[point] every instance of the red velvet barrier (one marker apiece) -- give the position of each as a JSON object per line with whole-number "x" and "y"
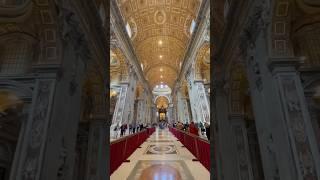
{"x": 122, "y": 148}
{"x": 117, "y": 151}
{"x": 204, "y": 153}
{"x": 197, "y": 146}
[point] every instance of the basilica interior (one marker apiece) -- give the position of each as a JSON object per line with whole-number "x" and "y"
{"x": 159, "y": 89}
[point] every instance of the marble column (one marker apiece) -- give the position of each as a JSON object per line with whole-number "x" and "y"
{"x": 296, "y": 117}
{"x": 120, "y": 107}
{"x": 242, "y": 146}
{"x": 203, "y": 101}
{"x": 97, "y": 150}
{"x": 21, "y": 139}
{"x": 226, "y": 151}
{"x": 27, "y": 164}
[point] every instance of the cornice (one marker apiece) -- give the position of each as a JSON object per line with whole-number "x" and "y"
{"x": 125, "y": 42}
{"x": 195, "y": 41}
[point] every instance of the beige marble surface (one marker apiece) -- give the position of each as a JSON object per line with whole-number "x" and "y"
{"x": 161, "y": 166}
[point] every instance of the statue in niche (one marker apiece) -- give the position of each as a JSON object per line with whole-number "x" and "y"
{"x": 30, "y": 169}
{"x": 291, "y": 96}
{"x": 273, "y": 160}
{"x": 62, "y": 161}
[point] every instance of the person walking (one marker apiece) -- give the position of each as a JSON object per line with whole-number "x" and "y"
{"x": 133, "y": 128}
{"x": 207, "y": 125}
{"x": 130, "y": 128}
{"x": 193, "y": 129}
{"x": 122, "y": 129}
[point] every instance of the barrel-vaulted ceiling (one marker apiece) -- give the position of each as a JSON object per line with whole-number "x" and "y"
{"x": 160, "y": 33}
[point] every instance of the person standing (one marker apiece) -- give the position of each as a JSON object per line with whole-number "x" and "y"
{"x": 193, "y": 129}
{"x": 207, "y": 125}
{"x": 134, "y": 128}
{"x": 122, "y": 129}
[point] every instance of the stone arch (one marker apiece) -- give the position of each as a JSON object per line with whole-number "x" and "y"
{"x": 11, "y": 10}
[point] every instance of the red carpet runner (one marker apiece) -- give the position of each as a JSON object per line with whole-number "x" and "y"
{"x": 122, "y": 148}
{"x": 197, "y": 146}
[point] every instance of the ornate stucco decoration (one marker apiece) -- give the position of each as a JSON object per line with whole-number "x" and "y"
{"x": 163, "y": 31}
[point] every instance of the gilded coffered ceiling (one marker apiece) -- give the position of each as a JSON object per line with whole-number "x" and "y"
{"x": 162, "y": 102}
{"x": 160, "y": 31}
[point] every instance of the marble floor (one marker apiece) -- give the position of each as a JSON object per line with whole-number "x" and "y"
{"x": 161, "y": 157}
------------------------------------
** GIVEN TASK **
Copy the stretch of the items from the line containing "[point] every instance of the gilded" through the last line of the items, with every line unchanged.

** THE OUTPUT **
[point] every instance of the gilded coffered ceiling (one marker apiece) -- give the position of each as a JSON object per line with whole-number "x" and "y"
{"x": 162, "y": 102}
{"x": 160, "y": 31}
[point] every instance of the marble floor (one marker apiece) -- give the position of each as a JSON object per line with whole-number "x" and "y"
{"x": 161, "y": 157}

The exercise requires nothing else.